▶ [PROMPT] Write out exactly the lines running from the one that contains "[segment] yellow post" through the end of the material.

╭─ DATA LISTING

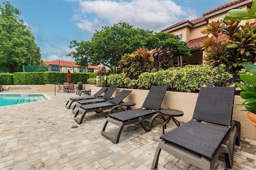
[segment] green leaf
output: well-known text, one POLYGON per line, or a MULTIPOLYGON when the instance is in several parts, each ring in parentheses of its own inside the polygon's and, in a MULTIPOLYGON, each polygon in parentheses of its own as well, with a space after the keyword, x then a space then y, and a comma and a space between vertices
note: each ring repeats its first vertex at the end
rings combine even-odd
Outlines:
POLYGON ((240 75, 240 78, 245 83, 256 87, 256 76, 255 75, 241 74, 240 75))
POLYGON ((236 85, 244 91, 251 91, 256 93, 256 89, 252 87, 239 83, 236 83, 236 85))
POLYGON ((251 91, 241 91, 240 96, 242 99, 247 99, 249 98, 256 98, 256 93, 251 91))
POLYGON ((254 75, 256 75, 256 65, 254 65, 251 63, 243 63, 242 64, 242 65, 248 70, 250 73, 252 73, 252 74, 254 75))

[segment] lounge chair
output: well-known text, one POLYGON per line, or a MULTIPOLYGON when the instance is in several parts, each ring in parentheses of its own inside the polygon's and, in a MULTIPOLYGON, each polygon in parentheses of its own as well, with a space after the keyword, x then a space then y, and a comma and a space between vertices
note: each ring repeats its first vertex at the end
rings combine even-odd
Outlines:
POLYGON ((73 107, 72 112, 74 114, 76 114, 77 110, 75 110, 75 109, 76 109, 76 106, 79 107, 81 105, 87 105, 89 103, 93 103, 104 102, 109 101, 111 98, 112 95, 114 93, 114 91, 115 91, 115 90, 116 89, 117 86, 118 85, 110 85, 107 91, 105 93, 104 96, 100 99, 92 99, 89 100, 83 100, 77 101, 76 103, 73 107))
POLYGON ((71 105, 73 103, 73 102, 74 101, 77 101, 80 100, 88 100, 92 99, 95 99, 98 97, 102 97, 101 94, 103 93, 105 91, 107 90, 108 89, 108 87, 104 87, 100 89, 95 94, 91 96, 86 96, 82 97, 70 97, 69 98, 68 102, 66 104, 65 107, 67 109, 70 109, 71 106, 71 105), (69 104, 68 104, 69 103, 69 104))
MULTIPOLYGON (((112 108, 120 105, 123 100, 132 91, 131 90, 123 90, 109 101, 81 105, 76 111, 74 119, 80 124, 83 121, 83 119, 86 113, 93 111, 95 111, 97 113, 102 113, 105 117, 107 118, 108 115, 104 112, 103 110, 112 108), (78 118, 77 116, 80 112, 81 112, 82 115, 79 119, 78 118)), ((110 110, 108 114, 110 114, 112 110, 112 109, 110 110)))
MULTIPOLYGON (((147 97, 140 108, 124 111, 108 115, 101 131, 101 134, 114 143, 119 142, 121 133, 124 127, 140 122, 146 132, 151 130, 151 127, 156 117, 153 115, 158 111, 167 88, 167 86, 152 86, 147 97), (144 120, 151 117, 149 128, 146 127, 144 120), (116 137, 114 137, 105 131, 108 122, 119 126, 116 137)), ((157 114, 157 117, 161 116, 165 121, 165 118, 161 114, 157 114)))
POLYGON ((58 93, 60 93, 60 91, 61 90, 63 90, 63 91, 64 91, 64 87, 60 86, 60 83, 58 83, 58 86, 59 87, 59 89, 58 89, 58 93))
POLYGON ((3 91, 3 85, 0 85, 0 91, 3 91))
POLYGON ((160 137, 151 169, 157 168, 162 149, 204 170, 212 169, 222 152, 226 166, 231 168, 235 143, 239 144, 231 127, 235 88, 201 87, 192 119, 160 137))

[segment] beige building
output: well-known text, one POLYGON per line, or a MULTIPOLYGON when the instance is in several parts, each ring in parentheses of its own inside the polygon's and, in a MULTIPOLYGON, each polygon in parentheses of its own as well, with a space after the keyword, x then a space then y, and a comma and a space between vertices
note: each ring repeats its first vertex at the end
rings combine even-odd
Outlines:
POLYGON ((48 71, 67 73, 69 70, 71 73, 81 73, 85 70, 86 73, 94 73, 99 70, 101 67, 98 65, 88 65, 87 67, 81 67, 76 64, 75 61, 62 60, 53 60, 44 61, 48 66, 48 71))
MULTIPOLYGON (((201 31, 206 29, 206 26, 212 21, 223 19, 230 10, 239 8, 246 10, 250 8, 252 4, 252 0, 234 0, 205 13, 202 17, 182 21, 161 30, 162 32, 178 36, 181 41, 187 42, 187 46, 190 49, 191 57, 181 56, 180 60, 178 57, 174 57, 174 66, 182 67, 187 64, 202 64, 204 61, 203 58, 204 54, 200 47, 201 43, 207 38, 208 36, 202 34, 201 31)), ((244 25, 247 22, 254 22, 253 20, 243 20, 240 24, 244 25)), ((222 37, 222 38, 225 37, 222 37)))

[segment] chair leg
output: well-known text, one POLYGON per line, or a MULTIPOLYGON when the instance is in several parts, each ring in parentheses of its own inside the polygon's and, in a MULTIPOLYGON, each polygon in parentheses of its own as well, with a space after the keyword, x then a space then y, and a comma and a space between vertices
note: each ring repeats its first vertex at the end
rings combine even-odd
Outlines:
POLYGON ((75 121, 76 121, 76 122, 78 123, 78 124, 81 124, 82 123, 82 122, 83 122, 83 120, 84 119, 84 116, 85 116, 85 115, 86 115, 87 113, 87 111, 86 110, 84 109, 83 109, 82 108, 80 108, 79 109, 78 109, 77 110, 77 111, 76 111, 76 115, 75 115, 75 117, 74 118, 74 120, 75 121), (81 118, 79 119, 77 118, 76 117, 77 116, 78 114, 79 113, 79 112, 80 111, 82 112, 83 115, 82 115, 82 117, 81 117, 81 118))
POLYGON ((157 169, 157 166, 158 164, 158 160, 159 160, 159 156, 160 156, 160 152, 162 150, 162 146, 164 144, 165 142, 164 140, 161 140, 159 142, 156 150, 156 152, 155 153, 155 156, 154 157, 153 159, 153 162, 152 163, 152 165, 151 166, 151 170, 157 169))
POLYGON ((241 136, 241 124, 240 122, 236 121, 232 121, 231 123, 231 130, 233 130, 234 128, 236 127, 236 132, 238 137, 236 139, 236 145, 240 146, 240 136, 241 136))
POLYGON ((72 103, 73 103, 73 102, 74 102, 74 101, 73 100, 68 100, 66 104, 66 106, 65 106, 66 108, 68 109, 70 109, 70 107, 71 107, 71 105, 72 105, 72 103), (69 103, 69 105, 68 105, 68 104, 69 103))
POLYGON ((115 120, 111 118, 108 117, 107 119, 107 120, 106 120, 106 122, 105 122, 105 124, 104 124, 104 126, 103 126, 103 128, 102 128, 100 134, 103 136, 106 137, 106 138, 110 140, 113 143, 114 143, 115 144, 118 143, 119 142, 119 139, 120 138, 120 136, 121 136, 121 134, 122 133, 122 132, 123 130, 123 129, 124 128, 124 127, 125 125, 126 125, 124 123, 121 121, 119 121, 117 120, 115 120), (107 125, 108 124, 108 123, 109 121, 113 123, 113 124, 119 126, 115 137, 110 135, 110 134, 108 134, 105 131, 105 130, 107 126, 107 125))

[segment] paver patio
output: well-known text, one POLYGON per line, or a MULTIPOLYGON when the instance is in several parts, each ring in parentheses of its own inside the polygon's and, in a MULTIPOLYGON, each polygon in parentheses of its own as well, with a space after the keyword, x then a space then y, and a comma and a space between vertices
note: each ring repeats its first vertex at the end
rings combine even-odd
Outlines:
MULTIPOLYGON (((52 100, 0 107, 0 169, 150 169, 162 134, 162 119, 157 119, 148 132, 140 124, 126 126, 119 143, 114 144, 100 134, 105 121, 102 114, 88 113, 80 125, 73 119, 72 109, 65 105, 69 97, 77 96, 75 93, 42 93, 52 100)), ((176 127, 170 122, 166 131, 176 127)), ((116 128, 113 129, 114 132, 116 128)), ((241 139, 241 146, 235 146, 232 169, 256 169, 256 140, 241 139)), ((226 169, 225 165, 220 156, 214 169, 226 169)), ((198 169, 163 151, 158 168, 198 169)))

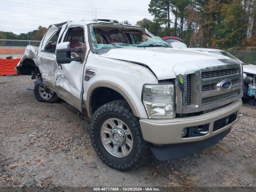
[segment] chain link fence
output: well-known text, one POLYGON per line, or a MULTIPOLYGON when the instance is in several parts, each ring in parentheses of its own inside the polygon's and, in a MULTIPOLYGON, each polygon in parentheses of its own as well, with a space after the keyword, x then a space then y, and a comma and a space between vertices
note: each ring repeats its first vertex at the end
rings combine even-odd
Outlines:
POLYGON ((256 50, 226 50, 226 51, 245 63, 256 65, 256 50))
POLYGON ((39 46, 40 41, 0 39, 0 54, 22 55, 28 45, 39 46))
POLYGON ((39 46, 40 41, 28 40, 16 40, 13 39, 0 39, 0 46, 25 47, 31 45, 36 47, 39 46))
MULTIPOLYGON (((40 44, 40 41, 0 39, 0 54, 23 54, 27 45, 31 45, 38 47, 40 44)), ((256 65, 256 49, 253 50, 223 49, 244 63, 256 65)))

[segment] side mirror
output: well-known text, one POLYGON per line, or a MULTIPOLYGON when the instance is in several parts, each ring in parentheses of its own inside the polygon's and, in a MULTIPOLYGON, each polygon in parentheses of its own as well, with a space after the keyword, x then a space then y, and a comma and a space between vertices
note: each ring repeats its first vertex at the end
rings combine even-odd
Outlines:
POLYGON ((56 60, 59 64, 70 63, 72 61, 76 61, 80 62, 81 59, 80 57, 71 58, 71 52, 74 51, 80 52, 79 47, 74 49, 70 49, 70 43, 64 42, 59 43, 56 47, 56 60))

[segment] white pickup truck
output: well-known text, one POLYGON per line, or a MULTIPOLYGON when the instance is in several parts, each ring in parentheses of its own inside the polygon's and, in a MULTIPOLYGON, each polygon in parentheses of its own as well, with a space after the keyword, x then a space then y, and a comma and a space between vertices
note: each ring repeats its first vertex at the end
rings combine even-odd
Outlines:
POLYGON ((37 79, 38 101, 62 99, 91 118, 96 151, 120 170, 138 167, 151 152, 166 160, 216 144, 242 104, 236 60, 173 48, 113 20, 51 25, 16 70, 37 79))

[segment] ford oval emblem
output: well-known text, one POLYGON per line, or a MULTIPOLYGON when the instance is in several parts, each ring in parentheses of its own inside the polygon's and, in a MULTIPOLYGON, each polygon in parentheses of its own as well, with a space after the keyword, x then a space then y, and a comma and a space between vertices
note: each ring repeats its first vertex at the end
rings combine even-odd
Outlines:
POLYGON ((230 88, 232 84, 230 81, 224 80, 220 83, 220 87, 223 89, 228 89, 230 88))

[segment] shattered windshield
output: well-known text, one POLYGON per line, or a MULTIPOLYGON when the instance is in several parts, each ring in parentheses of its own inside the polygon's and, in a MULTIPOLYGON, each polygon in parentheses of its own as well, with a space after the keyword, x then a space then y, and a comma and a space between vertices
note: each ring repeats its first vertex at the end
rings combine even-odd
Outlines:
POLYGON ((90 26, 94 50, 117 48, 162 46, 172 47, 160 37, 152 38, 142 28, 120 24, 91 24, 90 26))

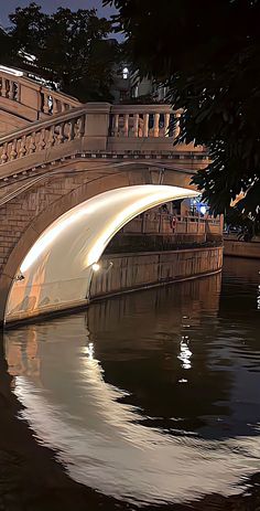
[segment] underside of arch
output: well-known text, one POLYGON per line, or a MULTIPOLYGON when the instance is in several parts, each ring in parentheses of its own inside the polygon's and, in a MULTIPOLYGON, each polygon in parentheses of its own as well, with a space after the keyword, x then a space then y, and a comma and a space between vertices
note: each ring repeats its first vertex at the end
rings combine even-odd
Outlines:
POLYGON ((75 307, 89 299, 95 264, 134 216, 197 192, 140 184, 100 193, 53 222, 29 249, 12 284, 6 320, 75 307))

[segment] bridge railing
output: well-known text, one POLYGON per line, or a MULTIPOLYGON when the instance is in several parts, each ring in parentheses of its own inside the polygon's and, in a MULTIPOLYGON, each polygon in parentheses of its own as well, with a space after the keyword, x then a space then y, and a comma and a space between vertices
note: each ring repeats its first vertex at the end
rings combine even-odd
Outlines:
POLYGON ((173 145, 176 130, 169 131, 169 123, 180 115, 167 105, 88 103, 50 116, 0 138, 0 179, 79 152, 205 155, 202 147, 173 145))
POLYGON ((76 141, 85 135, 85 123, 86 111, 80 107, 0 138, 0 166, 30 167, 37 160, 40 163, 73 153, 76 141), (64 151, 65 147, 68 152, 64 151))
POLYGON ((116 105, 111 108, 110 136, 116 138, 175 139, 182 110, 170 105, 116 105))
POLYGON ((121 233, 124 234, 221 234, 220 219, 202 216, 174 216, 167 213, 143 213, 133 219, 121 233))
POLYGON ((24 116, 32 120, 46 115, 59 114, 80 105, 74 97, 52 91, 30 78, 6 73, 1 70, 0 99, 3 104, 10 100, 19 103, 24 107, 24 116), (34 115, 32 115, 32 111, 34 115))

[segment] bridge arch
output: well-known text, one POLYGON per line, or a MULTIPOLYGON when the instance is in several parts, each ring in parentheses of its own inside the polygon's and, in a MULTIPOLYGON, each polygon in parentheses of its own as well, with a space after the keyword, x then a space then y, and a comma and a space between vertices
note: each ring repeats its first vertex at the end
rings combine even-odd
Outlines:
POLYGON ((0 280, 3 319, 86 304, 93 265, 126 223, 150 207, 196 194, 137 178, 133 184, 122 172, 117 183, 111 177, 97 179, 54 202, 22 233, 8 259, 0 280))

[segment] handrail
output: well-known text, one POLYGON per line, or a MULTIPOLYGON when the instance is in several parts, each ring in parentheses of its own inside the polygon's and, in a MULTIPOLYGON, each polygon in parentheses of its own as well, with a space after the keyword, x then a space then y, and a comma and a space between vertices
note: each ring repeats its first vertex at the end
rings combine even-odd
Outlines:
POLYGON ((20 103, 42 115, 55 115, 80 105, 72 96, 2 70, 0 70, 0 98, 20 103))
POLYGON ((11 142, 20 137, 24 137, 31 135, 32 132, 39 131, 41 129, 51 128, 52 126, 58 125, 59 123, 72 120, 79 115, 86 114, 86 105, 78 106, 77 108, 73 108, 72 110, 66 110, 65 113, 57 114, 55 117, 46 118, 44 120, 36 120, 35 123, 31 123, 25 128, 18 129, 12 131, 11 134, 4 135, 0 137, 0 147, 3 143, 11 142))

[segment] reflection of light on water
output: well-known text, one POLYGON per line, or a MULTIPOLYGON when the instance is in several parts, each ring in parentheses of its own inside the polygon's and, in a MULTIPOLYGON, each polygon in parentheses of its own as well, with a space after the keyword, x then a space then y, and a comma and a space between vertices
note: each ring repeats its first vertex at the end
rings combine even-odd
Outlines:
POLYGON ((189 339, 188 336, 183 336, 180 344, 180 354, 177 355, 178 360, 182 362, 183 369, 191 369, 192 368, 192 351, 188 348, 189 339))

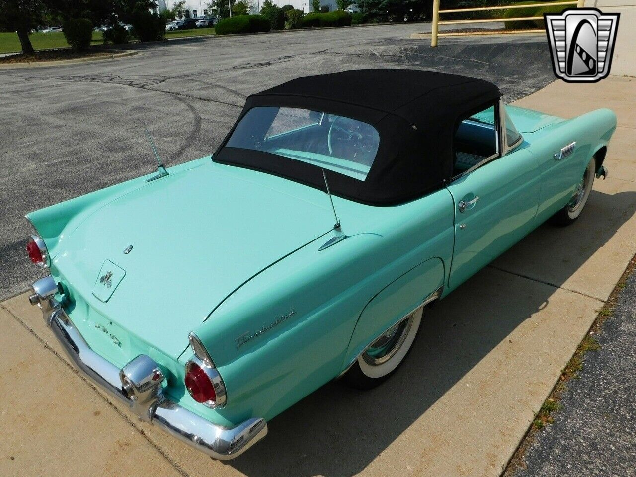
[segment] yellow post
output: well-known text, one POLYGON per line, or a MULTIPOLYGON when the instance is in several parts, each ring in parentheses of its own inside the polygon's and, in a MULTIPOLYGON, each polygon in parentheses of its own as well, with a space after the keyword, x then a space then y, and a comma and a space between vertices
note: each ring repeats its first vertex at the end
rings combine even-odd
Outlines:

╰─

▶ [TASK ANSWER]
[segment] yellow post
output: well-known text, one POLYGON per line, or a MULTIPOLYGON when the instance is in several parts, each ring in parentheses of its own inside the polygon's and, in a MULTIPOLYGON, each polygon in parentheses of its own as well, with a space after the keyword, x then a space then y, and a comma and a space between vertices
note: each ring repeats its first vertex at the end
rings combine even-odd
Outlines:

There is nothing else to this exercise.